[WHAT YOU SHOULD DO] Without skipping anything, print all of the data exactly.

---

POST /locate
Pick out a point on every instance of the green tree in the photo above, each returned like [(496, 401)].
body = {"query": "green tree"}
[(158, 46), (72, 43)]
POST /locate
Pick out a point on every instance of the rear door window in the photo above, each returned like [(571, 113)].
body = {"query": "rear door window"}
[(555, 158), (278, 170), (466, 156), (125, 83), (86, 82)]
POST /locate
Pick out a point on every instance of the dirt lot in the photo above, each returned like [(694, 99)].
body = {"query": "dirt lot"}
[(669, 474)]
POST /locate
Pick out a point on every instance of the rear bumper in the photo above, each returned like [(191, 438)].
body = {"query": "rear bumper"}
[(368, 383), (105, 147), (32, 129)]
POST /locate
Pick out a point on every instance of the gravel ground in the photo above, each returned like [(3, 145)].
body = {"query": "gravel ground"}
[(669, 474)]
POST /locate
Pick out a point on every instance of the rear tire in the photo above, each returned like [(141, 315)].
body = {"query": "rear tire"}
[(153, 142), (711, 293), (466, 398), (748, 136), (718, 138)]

---

[OUTPUT FOR THIS TASK]
POST /locate
Pick out a point on every instance of the green tree in the photo above, each returned like [(496, 401)].
body = {"query": "green tree"}
[(158, 46), (72, 43)]
POST /locate
Pick out a point on every instance of the rear door window in the photo above, each returned like [(571, 113)].
body = {"query": "rear door window"}
[(555, 158), (278, 170), (466, 156), (125, 83), (86, 82)]
POST /locate
Pick out a point on every instance of the dirt lot in the photo above, each returned like [(694, 99)].
body = {"query": "dirt lot"}
[(669, 474)]
POST /locate
Pick out a point on every instance of the rear bumper in the photo above, each returned like [(191, 438)].
body = {"query": "rear bumper"}
[(368, 383), (105, 147), (32, 129)]
POST /locate
Pick out a point on every instance of the gravel ground in the photo above, each returned like [(3, 145)].
body = {"query": "gravel ground"}
[(669, 474)]
POST /locate
Pick out a point on every instance of the rear tire in the photo above, each returned like [(141, 315)].
body = {"query": "rear tire"}
[(153, 142), (711, 293), (466, 398), (748, 136), (718, 138)]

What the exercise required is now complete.